[Records from a data source]
──────────────────────────────

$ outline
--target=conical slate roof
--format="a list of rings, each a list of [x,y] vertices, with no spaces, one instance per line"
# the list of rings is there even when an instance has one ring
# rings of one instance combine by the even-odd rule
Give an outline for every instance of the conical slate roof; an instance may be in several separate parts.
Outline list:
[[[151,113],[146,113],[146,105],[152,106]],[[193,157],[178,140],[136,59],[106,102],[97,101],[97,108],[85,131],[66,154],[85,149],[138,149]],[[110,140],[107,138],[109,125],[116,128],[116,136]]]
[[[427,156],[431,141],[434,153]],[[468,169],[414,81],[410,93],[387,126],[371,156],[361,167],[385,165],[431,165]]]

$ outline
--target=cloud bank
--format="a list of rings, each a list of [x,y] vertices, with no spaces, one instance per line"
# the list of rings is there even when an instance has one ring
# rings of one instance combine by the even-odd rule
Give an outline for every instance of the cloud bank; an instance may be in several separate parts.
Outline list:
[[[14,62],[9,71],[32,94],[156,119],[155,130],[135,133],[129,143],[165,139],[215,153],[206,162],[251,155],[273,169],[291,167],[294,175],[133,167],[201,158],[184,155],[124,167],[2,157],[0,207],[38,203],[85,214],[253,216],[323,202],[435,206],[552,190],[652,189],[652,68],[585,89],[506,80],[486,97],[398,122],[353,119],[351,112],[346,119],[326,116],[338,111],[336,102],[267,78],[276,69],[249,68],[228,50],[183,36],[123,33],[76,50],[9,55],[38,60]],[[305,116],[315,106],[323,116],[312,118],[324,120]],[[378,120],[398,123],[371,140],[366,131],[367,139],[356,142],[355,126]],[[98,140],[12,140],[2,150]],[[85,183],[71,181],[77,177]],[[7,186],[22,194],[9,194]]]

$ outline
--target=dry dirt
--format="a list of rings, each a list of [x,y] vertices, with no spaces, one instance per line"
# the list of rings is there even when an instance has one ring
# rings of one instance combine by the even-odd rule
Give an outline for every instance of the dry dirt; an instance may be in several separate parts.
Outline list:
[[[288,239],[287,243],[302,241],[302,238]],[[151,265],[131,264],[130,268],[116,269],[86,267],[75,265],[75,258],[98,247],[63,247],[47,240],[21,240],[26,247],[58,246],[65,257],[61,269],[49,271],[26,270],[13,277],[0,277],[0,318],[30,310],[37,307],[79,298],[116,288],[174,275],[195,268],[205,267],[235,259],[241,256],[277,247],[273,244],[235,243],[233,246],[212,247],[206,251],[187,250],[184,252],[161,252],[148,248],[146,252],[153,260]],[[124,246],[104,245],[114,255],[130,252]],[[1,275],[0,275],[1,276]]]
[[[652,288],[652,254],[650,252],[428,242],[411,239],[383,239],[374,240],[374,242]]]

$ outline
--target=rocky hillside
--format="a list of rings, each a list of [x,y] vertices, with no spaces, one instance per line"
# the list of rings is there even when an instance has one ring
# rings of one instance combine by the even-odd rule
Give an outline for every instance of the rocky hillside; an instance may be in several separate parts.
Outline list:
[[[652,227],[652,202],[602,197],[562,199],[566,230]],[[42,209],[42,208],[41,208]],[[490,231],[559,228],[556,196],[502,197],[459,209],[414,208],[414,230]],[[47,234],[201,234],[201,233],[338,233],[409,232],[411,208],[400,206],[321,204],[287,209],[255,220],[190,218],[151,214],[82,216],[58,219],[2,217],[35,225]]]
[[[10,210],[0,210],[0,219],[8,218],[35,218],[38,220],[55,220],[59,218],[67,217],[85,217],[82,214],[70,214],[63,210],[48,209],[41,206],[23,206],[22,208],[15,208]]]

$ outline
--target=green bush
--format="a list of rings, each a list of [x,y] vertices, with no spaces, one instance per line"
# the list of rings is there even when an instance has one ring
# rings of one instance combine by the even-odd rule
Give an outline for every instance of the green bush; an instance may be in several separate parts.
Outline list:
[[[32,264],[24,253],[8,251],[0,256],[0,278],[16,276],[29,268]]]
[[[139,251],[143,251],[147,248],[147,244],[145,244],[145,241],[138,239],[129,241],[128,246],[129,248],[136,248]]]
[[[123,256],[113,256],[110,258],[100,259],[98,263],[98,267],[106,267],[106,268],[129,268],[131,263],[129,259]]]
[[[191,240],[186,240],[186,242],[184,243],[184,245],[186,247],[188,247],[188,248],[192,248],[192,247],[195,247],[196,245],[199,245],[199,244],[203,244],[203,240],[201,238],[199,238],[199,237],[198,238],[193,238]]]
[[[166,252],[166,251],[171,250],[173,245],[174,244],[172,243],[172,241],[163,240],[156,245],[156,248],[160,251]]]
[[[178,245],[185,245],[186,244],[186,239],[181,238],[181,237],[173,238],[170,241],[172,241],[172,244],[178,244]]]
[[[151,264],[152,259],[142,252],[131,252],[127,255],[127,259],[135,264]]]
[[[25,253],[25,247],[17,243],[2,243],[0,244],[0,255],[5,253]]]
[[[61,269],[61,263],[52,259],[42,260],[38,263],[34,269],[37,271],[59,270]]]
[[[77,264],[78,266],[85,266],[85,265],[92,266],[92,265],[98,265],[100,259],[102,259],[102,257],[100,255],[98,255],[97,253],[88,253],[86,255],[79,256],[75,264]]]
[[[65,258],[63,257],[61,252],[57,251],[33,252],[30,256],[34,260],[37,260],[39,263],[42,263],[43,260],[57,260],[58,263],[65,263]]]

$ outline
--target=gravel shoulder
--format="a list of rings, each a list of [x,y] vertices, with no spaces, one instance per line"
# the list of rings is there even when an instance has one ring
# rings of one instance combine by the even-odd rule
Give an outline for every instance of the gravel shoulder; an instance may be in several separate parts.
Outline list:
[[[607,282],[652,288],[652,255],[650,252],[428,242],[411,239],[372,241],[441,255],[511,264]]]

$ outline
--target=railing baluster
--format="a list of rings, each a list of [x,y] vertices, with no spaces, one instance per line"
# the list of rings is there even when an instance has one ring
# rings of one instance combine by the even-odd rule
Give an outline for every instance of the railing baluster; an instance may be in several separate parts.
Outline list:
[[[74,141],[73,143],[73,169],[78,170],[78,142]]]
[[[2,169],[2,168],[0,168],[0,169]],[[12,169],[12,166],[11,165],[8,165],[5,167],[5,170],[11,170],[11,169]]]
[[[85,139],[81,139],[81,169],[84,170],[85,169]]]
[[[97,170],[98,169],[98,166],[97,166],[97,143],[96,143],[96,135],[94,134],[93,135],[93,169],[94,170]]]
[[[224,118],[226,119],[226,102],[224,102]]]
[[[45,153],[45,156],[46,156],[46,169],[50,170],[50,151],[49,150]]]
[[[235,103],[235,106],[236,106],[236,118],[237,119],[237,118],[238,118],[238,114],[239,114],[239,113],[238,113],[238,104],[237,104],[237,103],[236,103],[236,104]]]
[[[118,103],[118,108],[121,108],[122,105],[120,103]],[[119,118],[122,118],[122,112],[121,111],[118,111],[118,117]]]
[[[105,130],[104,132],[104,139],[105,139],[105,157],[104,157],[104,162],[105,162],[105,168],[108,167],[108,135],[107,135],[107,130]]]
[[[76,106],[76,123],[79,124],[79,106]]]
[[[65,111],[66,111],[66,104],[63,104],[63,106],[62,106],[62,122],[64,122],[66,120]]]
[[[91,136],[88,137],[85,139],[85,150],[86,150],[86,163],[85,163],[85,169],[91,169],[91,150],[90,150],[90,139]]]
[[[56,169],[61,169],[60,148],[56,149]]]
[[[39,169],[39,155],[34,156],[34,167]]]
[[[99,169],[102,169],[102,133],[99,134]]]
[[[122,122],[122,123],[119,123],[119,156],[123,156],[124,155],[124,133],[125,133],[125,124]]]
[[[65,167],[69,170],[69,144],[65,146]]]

──────────────────────────────

TASK INSTRUCTIONS: Generate an exact reproduction of all entries.

REPLY TO THE TASK:
$ outline
--target=conical slate roof
--format="a list of rings, each a list of [x,y] vertices, with no spaces, one instance per line"
# the list of rings is there even when an instance has one ring
# rings of one instance combine by the even-odd rule
Give an outline for every instance of the conical slate roof; an instance may be in several separate parts.
Outline list:
[[[151,113],[146,113],[146,105],[152,106]],[[193,157],[178,140],[136,59],[106,102],[97,101],[97,108],[85,131],[66,154],[85,149],[138,149]],[[110,140],[107,138],[109,125],[116,128],[116,136]]]
[[[427,156],[431,141],[434,153]],[[468,169],[414,81],[410,93],[387,126],[371,156],[361,167],[385,165],[431,165]]]

$ outline
--target=cloud bank
--format="a list of rings, each a list of [x,y] vertices, with no spaces, one instance per line"
# the list of rings is there even when an instance has one ring
# rings of one instance combine by the even-odd rule
Give an outline for every instance of the cloud bank; an instance may be in several separate parts.
Outline list:
[[[14,62],[9,71],[32,94],[156,119],[155,130],[135,133],[129,143],[165,139],[215,153],[206,162],[251,155],[273,169],[291,167],[294,175],[133,167],[201,158],[184,155],[124,167],[2,157],[0,207],[38,203],[85,214],[253,216],[323,202],[435,206],[552,190],[652,189],[652,68],[585,89],[506,80],[486,97],[398,122],[353,119],[351,112],[346,119],[326,116],[338,111],[336,102],[267,78],[276,69],[249,68],[228,50],[183,36],[123,33],[76,50],[9,55],[38,60]],[[305,116],[315,106],[323,116],[312,118],[324,120]],[[378,120],[398,123],[371,140],[366,131],[367,139],[356,142],[355,126]],[[98,140],[12,140],[2,150]],[[85,183],[71,181],[77,177]],[[7,186],[22,194],[9,194]]]

$ outline
--target=dry dirt
--format="a list of rings, each a list of [x,y] vertices, with no spaces, one instance per line"
# the list of rings is there even when an instance has one ring
# rings of one instance combine by the even-odd rule
Give an outline for every instance of the dry dirt; an instance may be in several separate parts.
Outline list:
[[[288,239],[287,243],[302,241],[302,238]],[[151,265],[131,264],[130,268],[116,269],[86,267],[75,265],[75,258],[98,247],[63,247],[47,240],[21,240],[26,247],[58,246],[65,257],[61,269],[49,271],[26,270],[13,277],[0,277],[0,318],[30,310],[37,307],[79,298],[116,288],[174,275],[195,268],[205,267],[235,259],[241,256],[277,247],[273,244],[235,243],[233,246],[212,247],[206,251],[187,250],[184,252],[161,252],[148,248],[146,252],[153,260]],[[124,246],[104,245],[114,255],[130,252]],[[1,275],[0,275],[1,276]]]
[[[652,288],[652,254],[650,252],[428,242],[411,239],[383,239],[374,240],[374,242]]]

$ outline
--target=rocky hillside
--format="a list of rings, each a list of [x,y] vertices, with no spaces, one instance per line"
# the list of rings is there even when an instance has one ring
# rings of one instance combine by the even-odd rule
Give an outline for every instance of the rocky hillside; an instance may be in several separate parts.
Outline list:
[[[652,227],[652,202],[602,197],[562,199],[566,230]],[[42,209],[42,208],[41,208]],[[490,231],[559,228],[556,196],[502,197],[459,209],[414,208],[414,230]],[[47,234],[201,234],[201,233],[338,233],[409,232],[411,208],[400,206],[321,204],[287,209],[255,220],[190,218],[151,214],[82,216],[58,219],[2,217],[35,225]]]
[[[10,210],[0,210],[0,219],[8,218],[35,218],[38,220],[55,220],[59,218],[67,217],[85,217],[82,214],[70,214],[63,210],[48,209],[41,206],[23,206],[22,208],[15,208]]]

$ outline
--target=green bush
--format="a list of rings, each a list of [x,y] vertices, with no spaces, one instance per line"
# the list of rings is there even when an instance has one ring
# rings of one instance combine by the even-odd rule
Give an outline for every instance of the green bush; an instance may be in several separate parts.
Outline list:
[[[32,264],[24,253],[8,251],[0,256],[0,278],[16,276],[29,268]]]
[[[139,251],[143,251],[147,248],[147,244],[145,244],[145,241],[138,239],[129,241],[128,246],[129,248],[136,248]]]
[[[123,256],[113,256],[110,258],[100,259],[98,263],[98,267],[106,267],[106,268],[129,268],[131,263],[129,259]]]
[[[191,240],[186,240],[186,242],[184,243],[184,245],[186,247],[188,247],[188,248],[192,248],[192,247],[195,247],[196,245],[199,245],[199,244],[203,244],[203,240],[201,238],[199,238],[199,237],[198,238],[193,238]]]
[[[166,252],[166,251],[171,250],[173,245],[174,244],[172,243],[172,241],[163,240],[156,245],[156,248],[160,251]]]
[[[178,245],[185,245],[186,244],[186,239],[181,238],[181,237],[173,238],[170,241],[172,241],[172,244],[178,244]]]
[[[151,264],[152,259],[142,252],[131,252],[127,255],[127,259],[135,264]]]
[[[25,253],[25,247],[17,243],[2,243],[0,244],[0,255],[5,253]]]
[[[61,269],[61,263],[52,259],[42,260],[38,263],[34,269],[37,271],[59,270]]]
[[[77,264],[78,266],[85,266],[85,265],[92,266],[92,265],[98,265],[100,259],[102,259],[102,257],[100,255],[98,255],[97,253],[88,253],[86,255],[79,256],[75,264]]]
[[[65,258],[63,257],[61,252],[57,251],[33,252],[30,256],[34,260],[37,260],[39,263],[42,263],[43,260],[57,260],[58,263],[65,263]]]

$ outline
--target=gravel shoulder
--format="a list of rings, each a list of [x,y] vertices, with no spaces, one instance per line"
# the list of rings is there even when an instance has one ring
# rings of one instance combine by the even-odd rule
Give an outline for every instance of the gravel shoulder; an instance may be in several separate parts.
Outline list:
[[[607,282],[652,288],[652,255],[650,252],[428,242],[411,239],[372,241],[441,255],[511,264]]]

$ outline
--target=railing baluster
--format="a list of rings, each a list of [x,y] vertices, with no spaces, one instance per line"
# the list of rings is there even when an instance has one ring
# rings of one instance combine by the even-odd rule
Give an outline for every instance of the railing baluster; an instance may be in several separate parts.
Outline list:
[[[74,141],[73,143],[73,169],[78,170],[78,142]]]
[[[2,169],[2,168],[0,168],[0,169]],[[12,169],[12,166],[11,165],[8,165],[5,167],[5,170],[11,170],[11,169]]]
[[[85,139],[81,139],[81,169],[84,170],[85,169]]]
[[[97,170],[98,169],[98,166],[97,166],[97,143],[96,143],[96,135],[94,134],[93,135],[93,169],[94,170]]]
[[[224,118],[226,119],[226,102],[224,102]]]
[[[45,153],[45,156],[46,156],[46,169],[50,170],[50,151],[49,150]]]
[[[235,103],[235,106],[236,106],[236,118],[237,119],[237,118],[238,118],[238,114],[239,114],[239,113],[238,113],[238,104],[237,104],[237,103],[236,103],[236,104]]]
[[[118,103],[118,108],[121,108],[122,105],[120,103]],[[119,118],[122,118],[122,112],[121,111],[118,111],[118,117]]]
[[[105,130],[104,132],[104,139],[105,139],[105,157],[104,157],[104,162],[105,162],[105,168],[108,167],[108,135],[107,135],[107,130]]]
[[[76,106],[76,123],[79,124],[79,106]]]
[[[65,111],[66,111],[66,104],[63,104],[63,106],[62,106],[62,122],[64,122],[66,120]]]
[[[91,136],[88,137],[85,139],[85,150],[86,150],[86,163],[85,163],[85,169],[91,169],[91,150],[90,150],[90,139]]]
[[[56,169],[61,169],[60,148],[56,149]]]
[[[39,169],[39,155],[34,156],[34,167]]]
[[[99,169],[102,169],[102,133],[99,134]]]
[[[122,122],[122,123],[119,123],[119,156],[123,156],[124,155],[124,133],[125,133],[125,124]]]
[[[65,167],[69,170],[69,144],[65,146]]]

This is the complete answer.